____ RECORDS TO USE

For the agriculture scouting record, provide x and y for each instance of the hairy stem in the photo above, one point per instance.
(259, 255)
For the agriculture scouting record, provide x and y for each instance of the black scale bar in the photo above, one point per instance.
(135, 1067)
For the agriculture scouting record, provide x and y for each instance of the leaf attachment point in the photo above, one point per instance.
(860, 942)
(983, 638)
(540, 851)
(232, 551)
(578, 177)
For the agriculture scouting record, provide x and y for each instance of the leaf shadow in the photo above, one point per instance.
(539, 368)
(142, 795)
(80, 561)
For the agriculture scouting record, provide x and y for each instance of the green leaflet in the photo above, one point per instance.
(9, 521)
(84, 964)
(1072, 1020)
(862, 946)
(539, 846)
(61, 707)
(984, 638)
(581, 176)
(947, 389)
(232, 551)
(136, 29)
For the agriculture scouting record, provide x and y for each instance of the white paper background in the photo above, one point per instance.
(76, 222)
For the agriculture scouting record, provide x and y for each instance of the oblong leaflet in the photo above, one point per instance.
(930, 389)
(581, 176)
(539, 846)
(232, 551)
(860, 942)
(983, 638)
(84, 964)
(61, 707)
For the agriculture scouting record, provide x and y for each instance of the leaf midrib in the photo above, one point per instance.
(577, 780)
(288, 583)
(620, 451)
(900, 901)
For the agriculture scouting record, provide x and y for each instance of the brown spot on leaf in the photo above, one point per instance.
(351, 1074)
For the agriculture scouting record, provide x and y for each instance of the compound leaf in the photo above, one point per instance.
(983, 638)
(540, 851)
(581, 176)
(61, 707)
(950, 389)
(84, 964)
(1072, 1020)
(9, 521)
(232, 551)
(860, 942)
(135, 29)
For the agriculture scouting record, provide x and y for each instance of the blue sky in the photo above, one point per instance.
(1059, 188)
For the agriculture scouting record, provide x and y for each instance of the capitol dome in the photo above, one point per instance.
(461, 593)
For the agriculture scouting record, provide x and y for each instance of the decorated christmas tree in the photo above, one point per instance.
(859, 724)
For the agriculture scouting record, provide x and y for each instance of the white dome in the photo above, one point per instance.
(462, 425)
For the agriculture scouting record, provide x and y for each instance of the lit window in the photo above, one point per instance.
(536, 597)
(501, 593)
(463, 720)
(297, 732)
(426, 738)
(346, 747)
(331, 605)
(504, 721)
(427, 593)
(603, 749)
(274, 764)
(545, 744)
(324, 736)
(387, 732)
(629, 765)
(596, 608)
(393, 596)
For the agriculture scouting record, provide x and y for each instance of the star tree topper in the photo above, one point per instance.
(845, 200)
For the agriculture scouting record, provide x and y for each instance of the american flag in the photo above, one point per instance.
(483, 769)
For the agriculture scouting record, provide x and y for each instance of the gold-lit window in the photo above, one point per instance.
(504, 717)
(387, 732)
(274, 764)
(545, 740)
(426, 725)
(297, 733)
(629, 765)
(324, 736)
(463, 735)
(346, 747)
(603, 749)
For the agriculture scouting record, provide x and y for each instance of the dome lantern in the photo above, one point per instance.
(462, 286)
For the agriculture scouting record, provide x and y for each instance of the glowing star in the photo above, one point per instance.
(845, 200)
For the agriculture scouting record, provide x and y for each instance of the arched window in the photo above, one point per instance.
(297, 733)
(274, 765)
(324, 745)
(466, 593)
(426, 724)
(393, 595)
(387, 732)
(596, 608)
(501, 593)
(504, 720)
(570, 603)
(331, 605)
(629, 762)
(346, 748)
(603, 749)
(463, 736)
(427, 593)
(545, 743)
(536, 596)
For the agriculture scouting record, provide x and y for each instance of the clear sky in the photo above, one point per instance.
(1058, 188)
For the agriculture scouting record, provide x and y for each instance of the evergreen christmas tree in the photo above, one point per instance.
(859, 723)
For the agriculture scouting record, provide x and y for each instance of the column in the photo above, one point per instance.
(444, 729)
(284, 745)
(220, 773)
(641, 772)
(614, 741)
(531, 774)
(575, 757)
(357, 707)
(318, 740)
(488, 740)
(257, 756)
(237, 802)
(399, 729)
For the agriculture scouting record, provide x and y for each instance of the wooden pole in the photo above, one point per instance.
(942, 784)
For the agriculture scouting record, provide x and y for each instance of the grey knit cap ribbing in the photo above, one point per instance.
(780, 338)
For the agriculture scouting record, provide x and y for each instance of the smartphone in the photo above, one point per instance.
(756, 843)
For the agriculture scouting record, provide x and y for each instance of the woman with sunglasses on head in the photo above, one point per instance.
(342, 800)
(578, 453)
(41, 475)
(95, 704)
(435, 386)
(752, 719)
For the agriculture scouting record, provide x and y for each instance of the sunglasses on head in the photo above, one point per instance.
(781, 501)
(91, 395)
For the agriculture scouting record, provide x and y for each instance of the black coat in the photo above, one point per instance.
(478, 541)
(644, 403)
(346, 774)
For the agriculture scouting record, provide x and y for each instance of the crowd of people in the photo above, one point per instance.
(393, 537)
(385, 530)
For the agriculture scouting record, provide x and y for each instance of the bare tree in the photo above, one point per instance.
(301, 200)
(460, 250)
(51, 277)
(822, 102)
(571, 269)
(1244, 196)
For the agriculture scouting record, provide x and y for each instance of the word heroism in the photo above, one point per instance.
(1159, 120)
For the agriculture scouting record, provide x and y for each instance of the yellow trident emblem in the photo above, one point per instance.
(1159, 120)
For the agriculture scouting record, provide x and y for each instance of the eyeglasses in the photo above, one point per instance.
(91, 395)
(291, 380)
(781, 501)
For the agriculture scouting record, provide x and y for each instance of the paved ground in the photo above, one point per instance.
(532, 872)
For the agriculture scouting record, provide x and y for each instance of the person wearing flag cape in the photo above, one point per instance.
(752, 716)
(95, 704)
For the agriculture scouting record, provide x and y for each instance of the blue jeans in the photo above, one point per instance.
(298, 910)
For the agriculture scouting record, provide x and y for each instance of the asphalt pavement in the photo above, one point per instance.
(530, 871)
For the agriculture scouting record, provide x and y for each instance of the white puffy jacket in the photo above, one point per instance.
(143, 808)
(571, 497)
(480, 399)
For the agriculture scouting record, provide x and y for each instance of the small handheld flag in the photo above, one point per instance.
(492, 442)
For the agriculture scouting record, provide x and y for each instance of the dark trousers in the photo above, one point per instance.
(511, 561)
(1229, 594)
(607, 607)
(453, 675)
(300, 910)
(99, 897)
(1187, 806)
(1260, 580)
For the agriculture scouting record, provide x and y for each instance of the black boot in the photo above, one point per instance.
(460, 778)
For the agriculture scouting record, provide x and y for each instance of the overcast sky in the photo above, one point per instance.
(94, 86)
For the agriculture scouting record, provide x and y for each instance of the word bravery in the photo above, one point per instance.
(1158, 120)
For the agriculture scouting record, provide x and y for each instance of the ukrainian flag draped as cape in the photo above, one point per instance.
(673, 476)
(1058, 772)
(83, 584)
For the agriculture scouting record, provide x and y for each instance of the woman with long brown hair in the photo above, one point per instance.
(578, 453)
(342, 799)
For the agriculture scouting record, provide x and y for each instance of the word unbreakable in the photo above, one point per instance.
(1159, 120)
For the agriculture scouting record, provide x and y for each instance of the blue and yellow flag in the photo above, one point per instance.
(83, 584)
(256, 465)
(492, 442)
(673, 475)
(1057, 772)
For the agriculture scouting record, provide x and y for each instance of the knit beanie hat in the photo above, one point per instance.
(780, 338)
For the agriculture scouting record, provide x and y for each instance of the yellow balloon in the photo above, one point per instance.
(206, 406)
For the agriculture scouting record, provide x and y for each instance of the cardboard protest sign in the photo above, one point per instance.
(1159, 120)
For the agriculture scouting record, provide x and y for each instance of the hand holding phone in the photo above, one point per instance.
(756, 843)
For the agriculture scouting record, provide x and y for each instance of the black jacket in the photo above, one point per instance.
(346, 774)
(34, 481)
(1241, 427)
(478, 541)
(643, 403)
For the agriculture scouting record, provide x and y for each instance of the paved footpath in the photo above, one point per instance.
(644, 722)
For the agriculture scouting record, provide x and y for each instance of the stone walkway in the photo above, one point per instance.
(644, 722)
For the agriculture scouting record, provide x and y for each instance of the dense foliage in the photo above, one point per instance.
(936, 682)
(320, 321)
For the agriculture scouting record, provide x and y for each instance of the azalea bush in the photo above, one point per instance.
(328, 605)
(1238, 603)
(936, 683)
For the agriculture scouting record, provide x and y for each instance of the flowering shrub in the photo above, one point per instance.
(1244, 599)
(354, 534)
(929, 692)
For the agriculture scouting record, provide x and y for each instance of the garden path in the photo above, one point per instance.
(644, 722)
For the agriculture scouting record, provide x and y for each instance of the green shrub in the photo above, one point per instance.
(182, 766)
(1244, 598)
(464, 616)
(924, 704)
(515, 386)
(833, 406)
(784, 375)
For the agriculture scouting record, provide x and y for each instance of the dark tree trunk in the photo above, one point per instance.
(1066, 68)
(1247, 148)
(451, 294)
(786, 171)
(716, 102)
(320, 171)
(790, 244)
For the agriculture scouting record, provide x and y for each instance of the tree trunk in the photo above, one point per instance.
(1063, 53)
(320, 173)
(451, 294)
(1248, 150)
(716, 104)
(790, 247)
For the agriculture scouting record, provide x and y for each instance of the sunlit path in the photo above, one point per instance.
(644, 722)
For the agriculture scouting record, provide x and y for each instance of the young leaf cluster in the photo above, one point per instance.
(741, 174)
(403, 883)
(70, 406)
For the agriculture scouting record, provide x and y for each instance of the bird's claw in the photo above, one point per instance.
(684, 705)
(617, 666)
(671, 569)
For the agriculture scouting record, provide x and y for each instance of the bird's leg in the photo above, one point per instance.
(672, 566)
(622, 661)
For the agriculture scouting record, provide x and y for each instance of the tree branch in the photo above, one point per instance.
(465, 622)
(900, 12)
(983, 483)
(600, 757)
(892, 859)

________

▶ **WORK INSTRUCTIONS**: Find the line that contains "of the young". Repeat it and every line after it, exactly as written, up to and including the last line of the records above.

▶ **REPLY**:
For the agriculture scouting record, provide x and y for each instance of the young leaf cluster in the photo above, one point per instance.
(741, 174)
(403, 883)
(70, 406)
For the agriculture scouting record, provide x and y for each instance of the bird's claw in the photo above, one point per instance.
(684, 705)
(617, 666)
(671, 569)
For the agriculture scouting record, provide x and y for each instance of the bird's leg in the photo above, one point per instance.
(672, 566)
(622, 661)
For the agriculture scouting record, provide x and y for each instance of the tree branch in the photo above, one point per instance.
(465, 622)
(900, 12)
(983, 483)
(600, 757)
(892, 859)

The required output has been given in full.